What to do. An exact, complete copy of the entries below is required, minus any pictures.

#### Task input ####

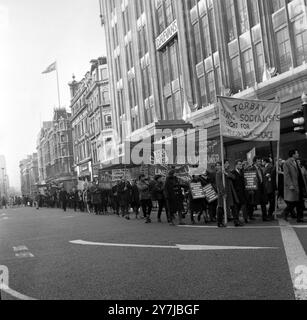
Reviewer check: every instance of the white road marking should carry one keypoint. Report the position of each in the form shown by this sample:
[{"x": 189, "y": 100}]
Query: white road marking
[
  {"x": 243, "y": 228},
  {"x": 22, "y": 252},
  {"x": 297, "y": 260},
  {"x": 20, "y": 248},
  {"x": 24, "y": 255},
  {"x": 177, "y": 246},
  {"x": 4, "y": 285},
  {"x": 230, "y": 227}
]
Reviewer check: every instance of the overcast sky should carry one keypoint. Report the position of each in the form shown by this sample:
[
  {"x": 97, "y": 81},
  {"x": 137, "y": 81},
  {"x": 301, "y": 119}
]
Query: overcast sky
[{"x": 33, "y": 34}]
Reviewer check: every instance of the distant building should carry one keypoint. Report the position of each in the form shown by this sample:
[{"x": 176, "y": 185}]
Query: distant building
[
  {"x": 91, "y": 119},
  {"x": 29, "y": 176},
  {"x": 55, "y": 151},
  {"x": 164, "y": 55},
  {"x": 4, "y": 179}
]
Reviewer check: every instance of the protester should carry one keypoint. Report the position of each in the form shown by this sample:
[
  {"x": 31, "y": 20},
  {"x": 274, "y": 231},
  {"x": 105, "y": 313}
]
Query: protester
[
  {"x": 258, "y": 196},
  {"x": 174, "y": 197},
  {"x": 135, "y": 199},
  {"x": 158, "y": 195},
  {"x": 145, "y": 197},
  {"x": 63, "y": 197},
  {"x": 239, "y": 186},
  {"x": 270, "y": 188},
  {"x": 295, "y": 187},
  {"x": 124, "y": 194},
  {"x": 229, "y": 193}
]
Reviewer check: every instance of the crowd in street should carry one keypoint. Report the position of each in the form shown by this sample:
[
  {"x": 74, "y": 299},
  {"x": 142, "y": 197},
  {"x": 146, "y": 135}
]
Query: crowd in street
[{"x": 173, "y": 196}]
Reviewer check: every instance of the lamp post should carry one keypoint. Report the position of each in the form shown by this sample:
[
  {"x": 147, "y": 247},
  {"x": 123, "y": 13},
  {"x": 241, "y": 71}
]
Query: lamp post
[{"x": 4, "y": 193}]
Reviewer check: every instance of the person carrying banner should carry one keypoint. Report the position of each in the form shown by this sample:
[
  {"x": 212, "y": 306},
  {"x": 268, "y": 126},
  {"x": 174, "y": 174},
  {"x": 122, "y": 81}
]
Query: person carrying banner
[
  {"x": 145, "y": 197},
  {"x": 294, "y": 187},
  {"x": 229, "y": 192},
  {"x": 258, "y": 196},
  {"x": 174, "y": 197},
  {"x": 206, "y": 179},
  {"x": 270, "y": 186},
  {"x": 239, "y": 185},
  {"x": 196, "y": 206}
]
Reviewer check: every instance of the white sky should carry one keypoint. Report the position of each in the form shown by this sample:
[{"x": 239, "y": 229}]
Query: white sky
[{"x": 33, "y": 34}]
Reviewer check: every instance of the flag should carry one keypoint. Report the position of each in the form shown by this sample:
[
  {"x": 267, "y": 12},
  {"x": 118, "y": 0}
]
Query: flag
[{"x": 51, "y": 68}]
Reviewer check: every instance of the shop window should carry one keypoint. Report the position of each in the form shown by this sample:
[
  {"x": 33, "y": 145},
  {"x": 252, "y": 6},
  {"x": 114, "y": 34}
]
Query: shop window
[
  {"x": 284, "y": 49},
  {"x": 300, "y": 40}
]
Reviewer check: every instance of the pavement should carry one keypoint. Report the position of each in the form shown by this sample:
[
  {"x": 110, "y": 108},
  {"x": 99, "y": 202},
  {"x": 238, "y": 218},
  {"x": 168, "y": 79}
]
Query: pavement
[{"x": 47, "y": 254}]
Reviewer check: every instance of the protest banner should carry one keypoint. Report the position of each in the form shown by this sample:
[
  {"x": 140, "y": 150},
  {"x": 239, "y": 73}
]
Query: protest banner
[
  {"x": 250, "y": 120},
  {"x": 197, "y": 191},
  {"x": 251, "y": 182},
  {"x": 210, "y": 193}
]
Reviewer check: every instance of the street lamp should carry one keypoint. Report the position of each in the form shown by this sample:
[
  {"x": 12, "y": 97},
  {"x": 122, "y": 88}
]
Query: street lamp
[{"x": 4, "y": 193}]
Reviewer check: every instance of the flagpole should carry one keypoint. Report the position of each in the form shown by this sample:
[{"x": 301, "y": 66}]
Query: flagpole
[
  {"x": 58, "y": 86},
  {"x": 223, "y": 166}
]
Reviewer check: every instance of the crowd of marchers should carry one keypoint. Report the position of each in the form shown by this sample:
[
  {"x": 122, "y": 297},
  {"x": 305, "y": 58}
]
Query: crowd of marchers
[{"x": 173, "y": 196}]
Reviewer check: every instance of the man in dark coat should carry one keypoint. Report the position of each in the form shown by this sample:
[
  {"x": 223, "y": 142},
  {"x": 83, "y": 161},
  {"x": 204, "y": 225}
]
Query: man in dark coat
[
  {"x": 270, "y": 186},
  {"x": 294, "y": 186},
  {"x": 173, "y": 196},
  {"x": 124, "y": 194},
  {"x": 63, "y": 197},
  {"x": 135, "y": 198},
  {"x": 158, "y": 195},
  {"x": 230, "y": 193},
  {"x": 239, "y": 185},
  {"x": 257, "y": 197}
]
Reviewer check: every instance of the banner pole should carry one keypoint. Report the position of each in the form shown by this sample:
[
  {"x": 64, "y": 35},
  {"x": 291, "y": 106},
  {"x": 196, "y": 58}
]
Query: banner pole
[
  {"x": 277, "y": 177},
  {"x": 223, "y": 166},
  {"x": 58, "y": 86}
]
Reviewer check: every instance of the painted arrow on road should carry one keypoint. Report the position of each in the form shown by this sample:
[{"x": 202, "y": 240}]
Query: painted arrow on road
[{"x": 177, "y": 246}]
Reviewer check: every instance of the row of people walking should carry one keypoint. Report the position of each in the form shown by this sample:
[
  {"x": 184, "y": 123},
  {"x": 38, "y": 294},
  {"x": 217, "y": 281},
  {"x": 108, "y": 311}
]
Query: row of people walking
[{"x": 174, "y": 196}]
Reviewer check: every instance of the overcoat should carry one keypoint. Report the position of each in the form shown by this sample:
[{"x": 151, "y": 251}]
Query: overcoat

####

Your solution.
Reviewer check: every instance of the white road marking should carry one keypoint. Report the position of each in the form shown by this sample:
[{"x": 189, "y": 100}]
Query: white road marking
[
  {"x": 243, "y": 228},
  {"x": 22, "y": 252},
  {"x": 297, "y": 260},
  {"x": 20, "y": 248},
  {"x": 24, "y": 255},
  {"x": 177, "y": 246},
  {"x": 4, "y": 285},
  {"x": 230, "y": 227}
]
Reviewer check: every instance of the overcast sky should carry one keypoint. Report the position of each in the form shown by this sample:
[
  {"x": 97, "y": 81},
  {"x": 137, "y": 81},
  {"x": 301, "y": 119}
]
Query: overcast sky
[{"x": 33, "y": 34}]
Reviewer check: every instance of the distant building should carry one keypoint. Report the position of each in the form shown by this sample:
[{"x": 176, "y": 185}]
Query: distant building
[
  {"x": 91, "y": 119},
  {"x": 29, "y": 176},
  {"x": 55, "y": 151},
  {"x": 164, "y": 55},
  {"x": 4, "y": 179}
]
Reviewer check: every instance of the protester should carry one keypoint. Report the position of each in the form shown by this sample:
[
  {"x": 31, "y": 20},
  {"x": 274, "y": 231},
  {"x": 105, "y": 313}
]
Query: protester
[
  {"x": 258, "y": 196},
  {"x": 174, "y": 197},
  {"x": 135, "y": 199},
  {"x": 158, "y": 195},
  {"x": 145, "y": 197},
  {"x": 63, "y": 197},
  {"x": 239, "y": 186},
  {"x": 270, "y": 188},
  {"x": 295, "y": 187},
  {"x": 124, "y": 194},
  {"x": 229, "y": 193}
]
Reviewer check: every instance of the crowd in street should carry one keypoint. Report the position of each in the form shown by this sample:
[
  {"x": 74, "y": 299},
  {"x": 142, "y": 197},
  {"x": 146, "y": 135}
]
Query: crowd in street
[{"x": 173, "y": 196}]
Reviewer check: every instance of the lamp post should carry one keypoint. Report the position of each in the form shown by this sample:
[
  {"x": 147, "y": 247},
  {"x": 123, "y": 13},
  {"x": 241, "y": 71}
]
Query: lamp post
[{"x": 4, "y": 193}]
Reviewer check: every instance of the person carrying banner should carry one keypoint. Report the position of each in the form shown by this sample:
[
  {"x": 212, "y": 306},
  {"x": 268, "y": 126},
  {"x": 174, "y": 174},
  {"x": 122, "y": 81}
]
Query: person carrying banner
[
  {"x": 145, "y": 197},
  {"x": 294, "y": 187},
  {"x": 229, "y": 192},
  {"x": 258, "y": 196},
  {"x": 174, "y": 197},
  {"x": 206, "y": 179},
  {"x": 270, "y": 186},
  {"x": 239, "y": 185},
  {"x": 196, "y": 206}
]
Reviewer check: every instance of the white sky should carry one keypoint. Report the position of each in the form shown by this sample:
[{"x": 239, "y": 229}]
Query: white sky
[{"x": 33, "y": 34}]
Reviewer check: every instance of the flag should carry one keypoint. Report the position of each in the form shown by this sample:
[
  {"x": 267, "y": 12},
  {"x": 118, "y": 0}
]
Query: flag
[{"x": 51, "y": 68}]
Reviewer check: every instance of the shop window should carry one keypoint. Report the position of each in the form shown by this sample:
[
  {"x": 33, "y": 145},
  {"x": 252, "y": 6},
  {"x": 114, "y": 34}
]
Query: shop window
[
  {"x": 284, "y": 49},
  {"x": 300, "y": 40}
]
Reviewer check: every instance of the pavement should carry one keypoint. Report the position of each in the form shown by this sample:
[
  {"x": 110, "y": 108},
  {"x": 99, "y": 202},
  {"x": 238, "y": 218},
  {"x": 168, "y": 79}
]
Query: pavement
[{"x": 47, "y": 254}]
Reviewer check: every instance of the protest banner should carry one keypoint. Report the position of each in the form shown by this sample:
[
  {"x": 140, "y": 150},
  {"x": 239, "y": 73}
]
Query: protest banner
[
  {"x": 250, "y": 120},
  {"x": 197, "y": 191},
  {"x": 251, "y": 182},
  {"x": 210, "y": 193}
]
Reviewer check: every instance of the street lamp should carry one keypoint. Report the position of each in the form shown by this sample:
[
  {"x": 12, "y": 97},
  {"x": 122, "y": 88}
]
Query: street lamp
[{"x": 4, "y": 193}]
Reviewer check: every instance of the flagpole should carry one keypoint. Report the position of each in the form shown by this sample:
[{"x": 301, "y": 66}]
Query: flagpole
[
  {"x": 58, "y": 86},
  {"x": 223, "y": 166}
]
Reviewer check: every instance of the crowd of marchers should carry one keypoint. Report the position of each in the form shown by this sample:
[
  {"x": 122, "y": 297},
  {"x": 305, "y": 58}
]
Query: crowd of marchers
[{"x": 173, "y": 196}]
Reviewer check: every instance of the man in dark coat should carry one keypoint. Report the position of each in the form shown by this sample:
[
  {"x": 223, "y": 142},
  {"x": 83, "y": 161},
  {"x": 204, "y": 225}
]
Query: man in dark coat
[
  {"x": 270, "y": 186},
  {"x": 294, "y": 186},
  {"x": 173, "y": 196},
  {"x": 124, "y": 194},
  {"x": 63, "y": 197},
  {"x": 135, "y": 198},
  {"x": 158, "y": 195},
  {"x": 230, "y": 193},
  {"x": 239, "y": 185},
  {"x": 257, "y": 197}
]
Reviewer check: every instance of the banner pole should carry one keypoint. Report the position of each in the form shown by this sample:
[
  {"x": 64, "y": 35},
  {"x": 291, "y": 106},
  {"x": 196, "y": 58}
]
Query: banner pole
[
  {"x": 277, "y": 177},
  {"x": 223, "y": 166},
  {"x": 58, "y": 86}
]
Reviewer check: every instance of the painted arrow on road should carry one keypoint. Report the position of each in the form shown by this sample:
[{"x": 202, "y": 240}]
Query: painted arrow on road
[{"x": 177, "y": 246}]
Reviewer check: every instance of the row of people walking should carry one keypoint. Report the position of each in the form shown by this sample:
[
  {"x": 184, "y": 123},
  {"x": 38, "y": 294},
  {"x": 217, "y": 281},
  {"x": 108, "y": 311}
]
Query: row of people walking
[{"x": 174, "y": 196}]
Reviewer check: every instance of the overcoat should carry one keypoint. Report the position of each in the form shown by this sample:
[{"x": 151, "y": 251}]
Query: overcoat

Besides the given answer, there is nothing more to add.